* Start *

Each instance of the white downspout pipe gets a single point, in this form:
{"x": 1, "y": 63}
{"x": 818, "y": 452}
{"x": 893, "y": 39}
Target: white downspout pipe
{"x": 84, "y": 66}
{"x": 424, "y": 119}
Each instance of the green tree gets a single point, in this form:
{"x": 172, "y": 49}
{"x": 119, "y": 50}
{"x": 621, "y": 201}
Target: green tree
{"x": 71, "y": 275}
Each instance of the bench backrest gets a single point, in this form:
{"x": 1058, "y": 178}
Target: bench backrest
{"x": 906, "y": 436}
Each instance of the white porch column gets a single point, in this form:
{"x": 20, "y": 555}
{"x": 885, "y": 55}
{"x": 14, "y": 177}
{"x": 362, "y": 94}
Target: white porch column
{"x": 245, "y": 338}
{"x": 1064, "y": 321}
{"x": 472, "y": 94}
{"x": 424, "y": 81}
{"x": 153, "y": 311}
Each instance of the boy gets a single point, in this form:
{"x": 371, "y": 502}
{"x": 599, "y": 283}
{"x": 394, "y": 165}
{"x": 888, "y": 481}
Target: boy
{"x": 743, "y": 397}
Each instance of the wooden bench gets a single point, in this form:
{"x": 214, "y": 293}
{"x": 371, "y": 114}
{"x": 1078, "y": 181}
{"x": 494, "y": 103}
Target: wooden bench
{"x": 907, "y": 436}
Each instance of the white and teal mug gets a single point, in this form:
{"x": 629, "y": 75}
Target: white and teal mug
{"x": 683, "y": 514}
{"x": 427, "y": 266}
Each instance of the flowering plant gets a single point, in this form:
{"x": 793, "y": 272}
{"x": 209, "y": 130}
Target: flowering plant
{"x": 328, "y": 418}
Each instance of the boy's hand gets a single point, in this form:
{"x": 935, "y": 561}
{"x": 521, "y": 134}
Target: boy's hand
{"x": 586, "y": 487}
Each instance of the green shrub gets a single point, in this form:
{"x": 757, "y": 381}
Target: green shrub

* End *

Exercise
Nothing may be left out: return each entry exactly as it reads.

Completed exercise
Each instance of the white downspout pipe gets a single point, in this form:
{"x": 1, "y": 63}
{"x": 818, "y": 452}
{"x": 893, "y": 39}
Target: white downspout pipe
{"x": 84, "y": 66}
{"x": 424, "y": 119}
Each instance of the green tree gets a single point, in this form:
{"x": 172, "y": 49}
{"x": 119, "y": 50}
{"x": 621, "y": 201}
Target: green tree
{"x": 71, "y": 275}
Each instance of the bench backrest gets a single point, in this form:
{"x": 1058, "y": 178}
Target: bench backrest
{"x": 906, "y": 436}
Each instance of the white porch column gets a single point, in this form:
{"x": 20, "y": 555}
{"x": 885, "y": 55}
{"x": 14, "y": 177}
{"x": 362, "y": 94}
Target: white porch column
{"x": 245, "y": 338}
{"x": 1064, "y": 321}
{"x": 472, "y": 94}
{"x": 424, "y": 81}
{"x": 153, "y": 311}
Each instance of the boy gets a single point, in this form:
{"x": 371, "y": 502}
{"x": 599, "y": 283}
{"x": 394, "y": 165}
{"x": 888, "y": 481}
Target: boy
{"x": 743, "y": 397}
Each instance of the wooden bench gets a single point, in this form:
{"x": 214, "y": 293}
{"x": 371, "y": 114}
{"x": 1078, "y": 181}
{"x": 494, "y": 103}
Target: wooden bench
{"x": 907, "y": 436}
Each instance of the white and teal mug gets a single point, in this form:
{"x": 629, "y": 75}
Target: white and teal mug
{"x": 683, "y": 514}
{"x": 427, "y": 266}
Each instance of the flowering plant gets a single point, in this form:
{"x": 793, "y": 272}
{"x": 209, "y": 130}
Target: flowering plant
{"x": 328, "y": 418}
Each instance of the boy's hand gets a single point, in this form:
{"x": 935, "y": 561}
{"x": 521, "y": 134}
Target: boy's hand
{"x": 586, "y": 487}
Each instance of the green shrub gets a single point, in this form:
{"x": 757, "y": 381}
Target: green shrub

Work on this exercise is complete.